The original calculation, created by Third Way, uses the following formula:
$$\textbf{Number of years to recoup net cost} = \frac{(\text{Total average net price} \times 4 \text{ years})}{(\text{Post-enrollment earnings} - \text{Typical high school salary})}$$
This calculation results in negative results for institutions where the typical salary of a graduate from that institution is less than the typical salary of a high school graduate in the same state. Therefore, if an institution has a negative PEP-ROI score, the average graduate of this institution will never recoup the cost of their degree. The more negative the number, the larger the gap in earnings for graduates of the institution and high school graduates. If the institution has a positive PEP-ROI score, the value of the score translates to the number of years it would take the average student to recoup the cost of their credential.
For this analysis, we consider the “best value” schools to be ones where the cost of the credential is recouped quickly, in just a few years. This means that the strength of an institution’s PEP-ROI score increases as its number shrinks towards 0 years to recoup cost. However, that pattern changes at 0, since a PEP-ROI score less than 0 is a very weak score. This feature of Third Way’s original calculation of PEP-ROI scores makes it much harder to conduct statistical analysis of institutions’ ROI data.
To deal with this, we made an adjustment to the original formula. By taking the inverse of the PEP-ROI score (so 1 divided by the original score), we get scores such that an increase in modified PEP-ROI score translates to a “better value” for an institution. This solves the problem we were facing with the original PEP-ROI score because the interpretation of our modified PEP-ROI scores is consistent for both positive and negative values.
To recap, our modified calculation for PEP-ROI is:
$$\textbf{Modified PEP-ROI} = \frac{(\text{Post-enrollment earnings} - \text{Typical high school salary})}{(\text{Total average net price} \times 4 \text{ years})}$$
Relevant Variables
To build this model, we used data from two main sources:
College Scorecard Data (Institution-level data):
STABBR: The state where the college is located.MN_EARN_WNE_P10: Average earnings of college graduates 10 years after they started college.NPT4_PUB: Average yearly cost of attendance for public colleges.NPT4_PRIV: Average yearly cost of attendance for private colleges.
We multiplied the average yearly cost by 4 to estimate the full cost of a 4-year degree.
Third Way 2023 Data:
Median State Salaries with Positive Earnings (High School Diploma or Equivalent): This gives the typical income for high school graduates in each state, which we use for comparison.
Table of Results
Further Analysis of the PEP Model
Trends across Minority-Serving Institutions

This boxplot (Figure 1) shows the distribution of PEP ROI values across different types of MSIs and Non-MSIs. Each box represents the interquartile range of PEP-ROI values for that group, with the thick horizontal line indicating the median.

> [Required work]:
a – Answer these questions about the PEP-ROI passage, one per line:
(i) Who created the original PEP-ROI calculation?
(ii) By what number was the average yearly cost multiplied, and what was the result meant to estimate?
(iii) In Figure 1, what does the thick horizontal line indicate?
b – Please return the PEP-ROI passage word for word from "To recap, our" up to and including "for private colleges.".
c – Summarize the PEP-ROI passage in two sentences.
The data that comes after this passage isn't needed.

> [Data entries]:
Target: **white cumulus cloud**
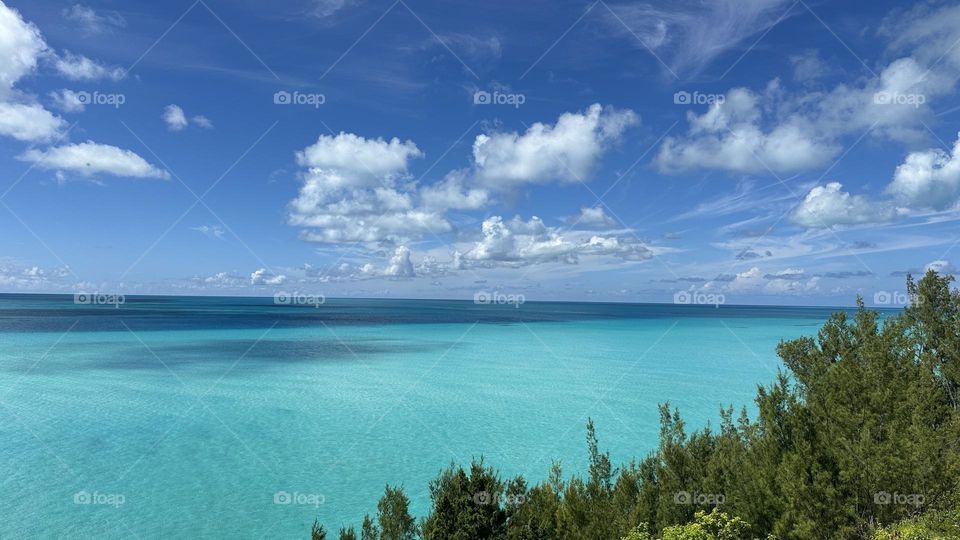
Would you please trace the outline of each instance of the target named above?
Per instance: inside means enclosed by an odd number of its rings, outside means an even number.
[[[30,149],[18,159],[35,163],[41,169],[73,172],[86,177],[97,174],[130,178],[167,179],[170,177],[167,171],[154,167],[130,150],[93,141],[67,144],[46,150]]]
[[[523,134],[479,135],[473,143],[477,178],[494,189],[586,181],[608,144],[638,121],[633,111],[593,104],[560,115],[553,125],[537,122]]]
[[[880,223],[895,218],[896,211],[891,205],[851,195],[843,191],[839,182],[811,189],[790,216],[794,223],[808,228]]]

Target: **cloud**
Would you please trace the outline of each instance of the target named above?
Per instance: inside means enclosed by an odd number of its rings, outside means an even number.
[[[213,122],[211,122],[209,118],[203,116],[202,114],[192,117],[190,122],[198,127],[202,127],[203,129],[213,129]]]
[[[583,256],[615,256],[625,261],[646,260],[653,252],[631,236],[601,236],[569,231],[565,236],[534,216],[504,221],[492,216],[483,221],[482,238],[455,259],[461,267],[508,266],[560,262],[576,264]]]
[[[0,260],[0,288],[17,290],[66,289],[73,275],[67,266],[43,268],[37,265]]]
[[[170,131],[183,131],[190,124],[203,129],[213,129],[213,122],[209,118],[198,114],[188,119],[187,114],[179,105],[170,104],[164,107],[160,118],[167,124],[167,129]]]
[[[314,242],[402,244],[429,232],[448,232],[442,209],[417,204],[408,161],[423,156],[412,141],[322,135],[297,153],[306,167],[289,206],[288,222]]]
[[[791,172],[826,163],[840,147],[821,135],[800,115],[782,117],[762,107],[774,99],[778,84],[757,95],[746,88],[730,90],[700,116],[687,113],[685,137],[667,137],[656,157],[661,172],[720,169],[739,173]],[[773,114],[765,121],[764,115]],[[770,124],[765,127],[764,124]]]
[[[53,105],[64,112],[82,112],[86,108],[81,94],[66,88],[50,92]]]
[[[816,186],[790,215],[794,223],[808,228],[830,228],[836,225],[883,223],[897,217],[895,209],[883,202],[870,201],[862,195],[843,191],[839,182]]]
[[[247,280],[229,272],[217,272],[204,278],[195,277],[191,281],[202,287],[214,289],[239,289],[247,285]]]
[[[191,229],[210,238],[223,238],[225,232],[220,225],[199,225]]]
[[[310,14],[325,19],[356,3],[357,0],[311,0]]]
[[[617,226],[616,220],[608,216],[603,206],[583,207],[580,215],[567,220],[571,227],[612,229]]]
[[[36,26],[2,2],[0,36],[0,97],[3,97],[21,77],[36,69],[37,59],[47,50],[47,44]]]
[[[167,124],[170,131],[180,131],[187,127],[187,115],[183,113],[178,105],[167,105],[163,108],[163,114],[160,116]]]
[[[391,277],[413,277],[416,275],[413,271],[413,263],[410,262],[410,249],[407,246],[399,246],[393,252],[384,274]]]
[[[86,35],[102,34],[127,25],[127,21],[117,12],[101,15],[93,8],[81,4],[64,8],[61,13],[63,18],[79,25]]]
[[[154,167],[130,150],[93,141],[47,150],[30,149],[17,159],[32,162],[41,169],[74,172],[86,177],[111,174],[130,178],[170,178],[167,171]]]
[[[64,77],[74,81],[94,81],[110,79],[119,81],[126,76],[122,68],[108,68],[86,56],[73,54],[69,51],[64,56],[57,56],[54,67]]]
[[[654,0],[610,5],[615,32],[649,48],[680,75],[694,75],[746,38],[775,25],[789,0]],[[630,30],[626,31],[626,25]],[[643,44],[637,43],[637,38]]]
[[[491,202],[491,194],[485,189],[467,187],[464,171],[453,171],[436,184],[420,190],[420,198],[426,208],[434,210],[479,210]]]
[[[337,170],[352,173],[379,183],[381,177],[405,173],[412,158],[423,157],[413,141],[394,137],[365,139],[353,133],[321,135],[317,142],[297,153],[297,163],[315,170]]]
[[[473,143],[476,177],[491,189],[586,181],[607,145],[639,121],[630,110],[593,104],[564,113],[556,124],[537,122],[523,134],[478,135]]]
[[[250,274],[251,285],[283,285],[287,282],[287,276],[283,274],[274,274],[266,268],[260,268]]]
[[[63,133],[66,122],[37,104],[0,102],[0,135],[18,141],[49,142]]]
[[[912,209],[946,210],[960,198],[960,134],[951,153],[911,152],[897,166],[887,193]]]
[[[764,273],[759,267],[754,266],[734,275],[718,276],[706,283],[703,289],[734,294],[796,295],[816,291],[819,283],[819,277],[808,277],[802,268],[786,268]]]
[[[955,93],[960,79],[960,7],[923,5],[899,11],[883,26],[893,57],[877,77],[830,90],[785,91],[778,80],[762,93],[734,88],[703,115],[688,112],[685,136],[664,140],[661,172],[717,169],[775,173],[822,166],[841,148],[839,139],[873,137],[916,145],[935,120],[932,104]],[[811,52],[794,57],[796,79],[821,73]]]
[[[938,259],[938,260],[935,260],[935,261],[931,261],[931,262],[927,263],[926,266],[923,267],[923,271],[924,271],[925,273],[926,273],[926,272],[929,272],[930,270],[933,270],[934,272],[936,272],[936,273],[938,273],[938,274],[944,274],[944,275],[946,275],[946,274],[957,274],[957,273],[960,273],[960,272],[957,271],[957,267],[956,267],[956,266],[954,266],[953,264],[951,264],[950,261],[947,261],[947,260],[944,260],[944,259]]]

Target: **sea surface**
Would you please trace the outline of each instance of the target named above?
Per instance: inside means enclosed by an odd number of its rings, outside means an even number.
[[[306,538],[451,462],[615,462],[746,406],[831,309],[0,295],[0,538]]]

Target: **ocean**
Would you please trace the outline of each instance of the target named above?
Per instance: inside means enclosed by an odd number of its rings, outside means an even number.
[[[450,463],[504,477],[615,463],[753,410],[784,339],[831,309],[0,295],[2,538],[306,538],[415,514]]]

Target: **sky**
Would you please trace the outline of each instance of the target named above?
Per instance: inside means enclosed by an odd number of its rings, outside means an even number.
[[[960,4],[0,1],[0,292],[783,305],[960,261]]]

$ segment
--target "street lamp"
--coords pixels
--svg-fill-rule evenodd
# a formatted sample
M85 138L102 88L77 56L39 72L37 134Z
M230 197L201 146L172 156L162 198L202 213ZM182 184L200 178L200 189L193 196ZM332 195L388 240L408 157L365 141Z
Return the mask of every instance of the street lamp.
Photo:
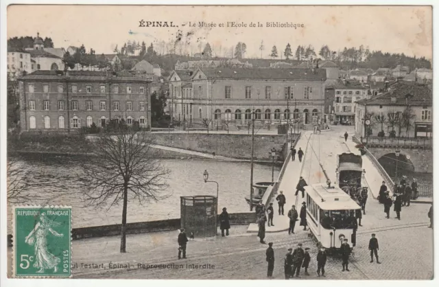
M274 157L276 157L276 148L272 148L272 183L274 182Z

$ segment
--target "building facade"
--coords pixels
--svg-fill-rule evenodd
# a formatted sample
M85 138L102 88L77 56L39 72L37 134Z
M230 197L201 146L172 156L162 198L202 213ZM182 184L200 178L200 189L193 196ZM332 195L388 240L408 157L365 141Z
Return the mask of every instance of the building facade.
M85 71L37 71L19 80L22 131L75 130L110 119L150 126L146 77Z

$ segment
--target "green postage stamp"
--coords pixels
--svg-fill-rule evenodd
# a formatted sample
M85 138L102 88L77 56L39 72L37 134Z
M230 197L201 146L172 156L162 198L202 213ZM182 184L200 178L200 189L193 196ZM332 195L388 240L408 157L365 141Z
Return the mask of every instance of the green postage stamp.
M71 207L14 207L13 275L71 277Z

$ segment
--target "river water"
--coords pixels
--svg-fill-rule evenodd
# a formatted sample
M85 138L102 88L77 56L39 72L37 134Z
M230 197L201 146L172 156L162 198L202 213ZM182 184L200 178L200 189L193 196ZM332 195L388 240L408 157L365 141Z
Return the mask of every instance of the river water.
M25 203L71 206L74 228L121 223L121 204L100 208L86 206L82 190L78 187L78 179L82 173L79 159L54 156L21 157L19 163L30 172L25 179L30 185L26 191L29 200ZM209 180L220 185L220 213L224 207L230 213L249 211L244 197L250 194L250 163L178 159L161 159L161 163L170 172L167 179L169 187L163 191L169 197L143 205L137 200L129 201L128 222L178 218L180 196L216 196L216 184L205 183L203 180L204 170L209 173ZM274 179L279 171L280 168L274 167ZM271 165L254 165L254 182L270 181L271 176Z

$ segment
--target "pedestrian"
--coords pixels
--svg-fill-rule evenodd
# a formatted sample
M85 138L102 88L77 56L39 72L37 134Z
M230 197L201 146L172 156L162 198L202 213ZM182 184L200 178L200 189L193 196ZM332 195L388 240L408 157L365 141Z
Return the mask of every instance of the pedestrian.
M277 200L277 204L279 206L279 215L281 215L281 212L282 212L282 215L283 215L283 205L287 202L285 196L283 195L283 191L281 190L280 194L276 197L276 200Z
M303 257L305 257L305 252L302 249L302 243L299 243L297 245L297 248L293 251L293 271L292 272L291 277L294 277L294 273L296 273L296 277L300 278L300 267L302 267L302 262L303 262Z
M379 194L378 194L379 203L384 203L384 201L385 201L385 194L384 194L385 192L387 192L387 186L385 186L385 183L383 181L381 186L379 187Z
M300 208L300 226L303 227L304 231L307 230L307 203L305 201Z
M344 238L343 240L343 244L342 244L342 247L340 248L340 251L342 251L342 260L343 270L342 271L350 271L348 265L349 265L349 254L351 254L351 246L349 246L349 243L348 243L348 240Z
M375 254L377 258L377 263L381 264L378 260L378 250L379 246L378 246L378 239L375 238L375 233L372 233L372 238L369 240L369 250L370 251L370 263L373 263L373 255Z
M274 212L273 209L273 203L270 203L270 206L267 207L267 214L268 215L268 226L274 226L273 224L273 216L274 216Z
M293 205L292 209L288 211L288 218L289 218L289 228L288 229L288 234L294 233L294 227L296 226L296 220L297 220L298 214L296 210L296 205Z
M392 198L389 196L389 194L385 194L385 198L384 198L384 212L387 214L387 218L389 218L390 214L390 207L392 207Z
M293 266L293 252L292 248L288 249L288 252L285 254L285 263L283 264L283 272L285 275L285 279L289 279L291 278L291 271Z
M267 221L267 217L265 214L259 217L258 220L258 227L259 230L258 231L258 237L259 238L259 242L263 244L265 244L263 239L265 238L265 222Z
M299 182L297 183L297 185L296 186L296 194L294 195L297 196L297 194L298 194L300 190L300 192L302 192L302 198L303 198L305 197L304 187L307 185L308 185L308 183L307 183L305 179L303 179L303 177L300 176L300 178L299 179Z
M181 253L183 253L183 259L186 259L186 244L189 241L186 236L186 232L184 228L180 229L180 234L178 234L178 259L181 259Z
M308 273L308 267L309 267L309 262L311 261L311 256L309 255L309 247L305 249L305 254L303 255L303 263L302 267L305 268L305 275L309 276Z
M296 160L296 148L294 148L294 146L291 147L291 160L292 161L294 161Z
M412 191L413 192L413 199L418 198L418 180L416 179L413 179L413 182L412 183Z
M268 267L267 268L267 277L271 278L273 277L273 270L274 269L274 251L273 250L273 242L268 243L268 248L265 251L267 262Z
M430 210L428 211L428 218L430 218L430 226L429 226L429 228L433 228L433 203L431 203Z
M224 236L224 230L226 230L226 236L228 236L230 223L228 221L228 214L226 207L222 209L222 213L220 214L220 228L221 228L221 235L222 236Z
M320 277L320 271L322 271L322 276L324 275L324 266L327 264L327 252L324 250L324 247L320 247L320 250L317 253L317 275Z

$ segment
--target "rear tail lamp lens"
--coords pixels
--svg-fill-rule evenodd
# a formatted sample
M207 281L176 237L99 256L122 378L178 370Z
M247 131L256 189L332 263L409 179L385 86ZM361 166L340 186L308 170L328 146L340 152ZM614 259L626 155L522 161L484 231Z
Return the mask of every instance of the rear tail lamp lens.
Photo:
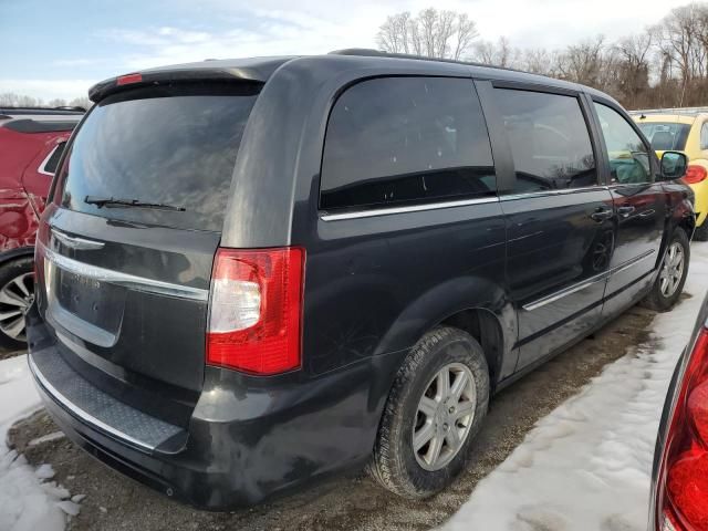
M207 363L257 375L300 367L303 273L303 249L219 249Z
M688 185L696 185L706 180L706 177L708 177L708 170L706 168L698 166L697 164L689 164L688 168L686 168L684 180Z
M708 329L680 382L657 482L658 531L708 530Z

> [Written responses]:
a –
(i) Third Way
(ii) By 4, to estimate the full cost of a 4-year degree
(iii) The median PEP-ROI value for that group

b –
To recap, our modified calculation for PEP-ROI is:
$$\textbf{Modified PEP-ROI} = \frac{(\text{Post-enrollment earnings} - \text{Typical high school salary})}{(\text{Total average net price} \times 4 \text{ years})}$$
Relevant Variables
To build this model, we used data from two main sources:
College Scorecard Data (Institution-level data):
STABBR: The state where the college is located.MN_EARN_WNE_P10: Average earnings of college graduates 10 years after they started college.NPT4_PUB: Average yearly cost of attendance for public colleges.NPT4_PRIV: Average yearly cost of attendance for private colleges.

c – Third Way's original PEP-ROI formula gives the number of years it takes to recoup the net cost of a degree, and a negative score means the average graduate earns less than a typical high school graduate in the same state and will never recoup that cost. Because this pattern makes statistical analysis harder, the authors took the inverse of the score so that a higher modified PEP-ROI always means better value, and they calculated it with College Scorecard data and Third Way 2023 data.